### 指示 A:
本文のうち「- この文章に託されている、戦争についての作者の姿勢はどのようなものか」から「ですが、国語の問いは違います。」までの部分を、一字一句そのまま書き写してください。
### 指示 B:
本文で「-」を付けた箇条書きとして挙げられている項目を、すべて書き出せ。
### 指示 C:
教科書と国語の問いを論じた本文を、最後の文の後から書き継げ。

### 本文:
====================

教科書に載ってほしい
教科書に載ったら、国語の問いが変わるかもしれません。
国語の問いには、回答の正誤を論理的に判定できないものがあります。
例えば、以下のようなものです。
- この文章に託されている、戦争についての作者の姿勢はどのようなものか
- 月の満ち欠けについての作者の描写は、どんな象徴的効果を生んでいるか
主人公は疑問を抱きます。
月の満ち欠けについての描写はあくまで月の満ち欠けについての描写であって、どのような象徴的効果も生んではいない、という解答だって、間違っているとは誰にも断言できないはずだ。(p.27)
解釈が可能な限り、読者は多様な読み方ができます。
ですが、国語の問いは違います。
以下に興味がある人におすすめです。
- 村上春樹さんの体験らしさ(時代、地域、職業が類似)
- 国語の問い
- 書かれたものの読み方=テクスト論
一言あらすじ
高校生のとき、ビートルズのレコードを持った美しい女性を校舎で見かけた。二度と会えず、別の女性と付き合った。彼女の家を訪れると、彼女の兄しかおらず、彼と会話して過ごす。

====================

### 利用可能なデータ:
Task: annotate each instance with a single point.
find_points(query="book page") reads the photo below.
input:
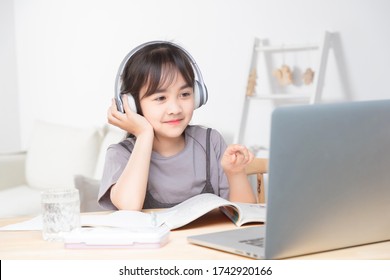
(190, 209)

====================

### 期待される回答 A:
- この文章に託されている、戦争についての作者の姿勢はどのようなものか
- 月の満ち欠けについての作者の描写は、どんな象徴的効果を生んでいるか
主人公は疑問を抱きます。
月の満ち欠けについての描写はあくまで月の満ち欠けについての描写であって、どのような象徴的効果も生んではいない、という解答だって、間違っているとは誰にも断言できないはずだ。(p.27)
解釈が可能な限り、読者は多様な読み方ができます。
ですが、国語の問いは違います。

### 期待される回答 B:
- この文章に託されている、戦争についての作者の姿勢はどのようなものか
- 月の満ち欠けについての作者の描写は、どんな象徴的効果を生んでいるか
- 村上春樹さんの体験らしさ(時代、地域、職業が類似)
- 国語の問い
- 書かれたものの読み方=テクスト論

### 期待される回答 C:
主要人物
- 僕:主人公。作者(村上春樹)を思わせる
- 兄:彼女の兄。記憶をときどき喪失してしまう
世界的な出来事よりも個人的な出来事
主人公は、ビートルズのレコードを持った美しい女の子に目を奪われます。
社会的に熱狂されているビートルズにではなく、その子に惹かれます。
出会った瞬間、主人公の耳に鐘の音が聞こえました。
しかし、その女の子とは二度と会うことなく、別の女性と付き合います。
一九六五年に起こった最も重要な出来事は、(中略)僕に一人のガールフレンドできたことだった。(p.16)
付き合った女性からは、鐘の音は聞こえません。
ですが、世の中の大きな出来事(ベトナム戦争、イリオモテヤマネコの存在の発見)より、重要なことでした。
世の中のニュースは、基本的に他人事です。会話の話題になりますが、大抵どうすることもできません。
重要なのは個人です。
最後の問い
彼女の家で、主人公は彼女の兄と会います。彼はときどき記憶喪失するという病気で、家にこもりがちでした。
彼女は自分の兄の話をしないので、知りませんでした。
月日は経ち、偶然再会します。彼の病気は治っていて、働いていました。
しかし彼女は……。
最後に、作者である村上さんは問いを出します。
二度にわたる二人の出会いと会話は、彼らの人生のどのような要素を象徴的に示唆していたのでしょう?(p.44)
重要なのは、社会ではなく個人です。
それらしい作者の主張や象徴的効果を理解するより、読者である「あなた」がどう感じたかです。
自由な読みを許してもらえる作品です。
教科書に載ってほしいという点で、村上さんの『沈黙』を思い出しました。人から誰かの話を聞いたときの対応が書かれています。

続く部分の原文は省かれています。